■ WORK INSTRUCTIONS ■
**1.** Answer these questions from the Loop beta release notes:
(a) On what date was this beta released?
(b) What does Dataset Remix generate for dataset spans?
(c) In which table were column order and visibility not persisting correctly?
**2.** Return the passage of the Loop beta release notes from "Released: January 29, 2026" up to and including "results over time.", copied word for word.

■ EXCERPT TO READ ■
********

Skip to content

Loop v2026.01.29 - Beta Release#

Released: January 29, 2026

This beta introduces datasets and evaluation workflows to organize LLM spans, run evaluations with custom evaluators, compare alternative responses, and track results over time.

Features & Enhancements#

  • Datasets — Create and manage datasets of LLM spans with full CRUD operations, version history, and multi-row selection. Organizations can use datasets to arrange spans for evaluation and comparison tasks.

  • Dataset Remix — Generate alternative LLM responses for dataset spans using different models or providers. Users can examine outputs side-by-side with inline expandable comparison view and track results in a leaderboard.

  • Evaluators & Evaluations — Define custom evaluators with prompt templates including built-in defaults. Conduct evaluations against spans or entire datasets with live streaming progress updates and stop/restart controls.

  • Manual Scoring — Manually score dataset spans with custom score titles for human-in-the-loop evaluation workflows.

  • Evaluation Results — View evaluation results with delta comparisons from previous runs, variance statistics per evaluator, and visual stat bars for quick insights.

  • Improved Onboarding — Redesigned welcome page with interactive demo project containing pre-seeded data and automatic navigator expansion for first-time users.

Fixes & Improvements#

  • Column Persistence — Fixed column order and visibility not persisting correctly in spans table.
  • Timestamp Handling — Improved nanosecond timestamp handling across the codebase to prevent precision issues.
  • Cost Tracking — Fixed floating-point precision artifacts in cost calculations and improved cost chart accuracy.
  • UI Improvements — Various fixes for table styling, tooltip behavior, context menu focus, and layout stability.
  • Model Prices — Updated model pricing and context window data.

********

[Dataset records]
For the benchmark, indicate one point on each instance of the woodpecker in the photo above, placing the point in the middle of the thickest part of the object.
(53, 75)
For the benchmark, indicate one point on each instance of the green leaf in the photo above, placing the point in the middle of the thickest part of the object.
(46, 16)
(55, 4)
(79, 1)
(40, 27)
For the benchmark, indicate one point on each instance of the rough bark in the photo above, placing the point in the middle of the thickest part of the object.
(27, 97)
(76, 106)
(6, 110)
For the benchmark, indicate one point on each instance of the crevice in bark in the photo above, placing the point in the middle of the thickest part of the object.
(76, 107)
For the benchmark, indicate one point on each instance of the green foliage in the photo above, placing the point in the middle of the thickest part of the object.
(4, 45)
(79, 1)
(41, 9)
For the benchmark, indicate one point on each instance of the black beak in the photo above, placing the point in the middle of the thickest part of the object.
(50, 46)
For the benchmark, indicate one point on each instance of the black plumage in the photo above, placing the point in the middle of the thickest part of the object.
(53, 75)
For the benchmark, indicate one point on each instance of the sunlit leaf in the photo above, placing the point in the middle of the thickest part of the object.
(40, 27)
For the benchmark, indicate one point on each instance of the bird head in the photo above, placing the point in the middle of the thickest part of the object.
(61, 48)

********

■ ANSWERS FOR THIS EXERCISE ■
**1.**
(a) January 29, 2026
(b) Alternative LLM responses, using different models or providers
(c) The spans table

**2.**
Released: January 29, 2026

This beta introduces datasets and evaluation workflows to organize LLM spans, run evaluations with custom evaluators, compare alternative responses, and track results over time.